**Description of the task**
When you reach the line containing "label the parked car, a point per instance." in the records below, start copying exactly, and stop once you have copied the line containing "label the dealership building, a".

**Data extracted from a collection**
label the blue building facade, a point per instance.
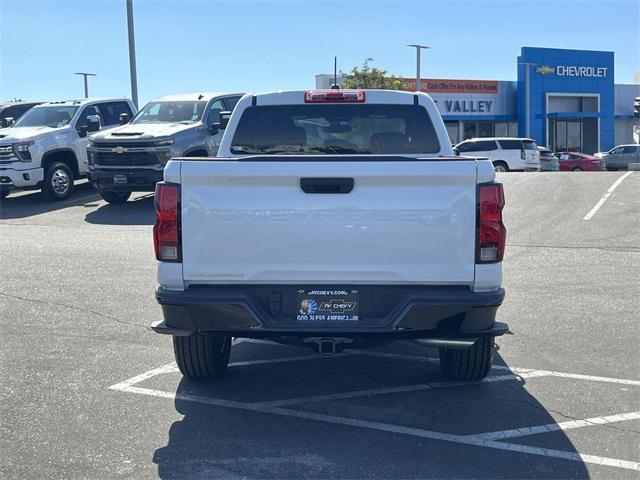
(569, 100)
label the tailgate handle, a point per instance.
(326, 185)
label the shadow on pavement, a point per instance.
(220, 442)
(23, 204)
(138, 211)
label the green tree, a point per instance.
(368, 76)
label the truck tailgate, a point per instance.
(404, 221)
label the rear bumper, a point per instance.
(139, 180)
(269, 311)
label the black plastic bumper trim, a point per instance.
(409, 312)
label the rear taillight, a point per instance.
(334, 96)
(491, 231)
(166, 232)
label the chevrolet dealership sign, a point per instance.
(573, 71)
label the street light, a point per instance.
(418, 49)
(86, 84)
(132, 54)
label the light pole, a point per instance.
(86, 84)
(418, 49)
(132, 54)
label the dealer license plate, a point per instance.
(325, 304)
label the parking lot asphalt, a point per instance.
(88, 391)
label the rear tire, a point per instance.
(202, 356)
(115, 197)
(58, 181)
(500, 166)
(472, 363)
...
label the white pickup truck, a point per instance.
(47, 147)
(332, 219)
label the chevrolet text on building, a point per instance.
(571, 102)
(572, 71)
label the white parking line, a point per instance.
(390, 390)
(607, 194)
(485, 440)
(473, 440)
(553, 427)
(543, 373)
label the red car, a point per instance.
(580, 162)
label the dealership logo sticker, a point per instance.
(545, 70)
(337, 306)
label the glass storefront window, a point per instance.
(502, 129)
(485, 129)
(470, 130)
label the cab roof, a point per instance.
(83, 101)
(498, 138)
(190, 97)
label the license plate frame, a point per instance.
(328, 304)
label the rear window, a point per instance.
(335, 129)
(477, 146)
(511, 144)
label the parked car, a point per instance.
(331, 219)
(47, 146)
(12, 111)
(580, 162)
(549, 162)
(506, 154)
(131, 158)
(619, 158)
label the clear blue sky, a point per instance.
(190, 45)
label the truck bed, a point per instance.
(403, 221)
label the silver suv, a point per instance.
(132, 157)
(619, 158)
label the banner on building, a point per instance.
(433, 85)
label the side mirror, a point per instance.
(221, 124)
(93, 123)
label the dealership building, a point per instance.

**Solution to the exercise**
label the parked car, a point per instance.
(331, 219)
(47, 146)
(12, 111)
(580, 162)
(549, 162)
(506, 154)
(131, 158)
(619, 158)
label the clear blue sky, a point per instance.
(190, 45)
label the truck bed, a point per instance.
(403, 221)
label the silver suv, a point per instance.
(132, 157)
(619, 158)
label the banner on building, a point per instance.
(433, 85)
label the side mirror, a point per instance.
(221, 124)
(93, 123)
label the dealership building, a point per instance.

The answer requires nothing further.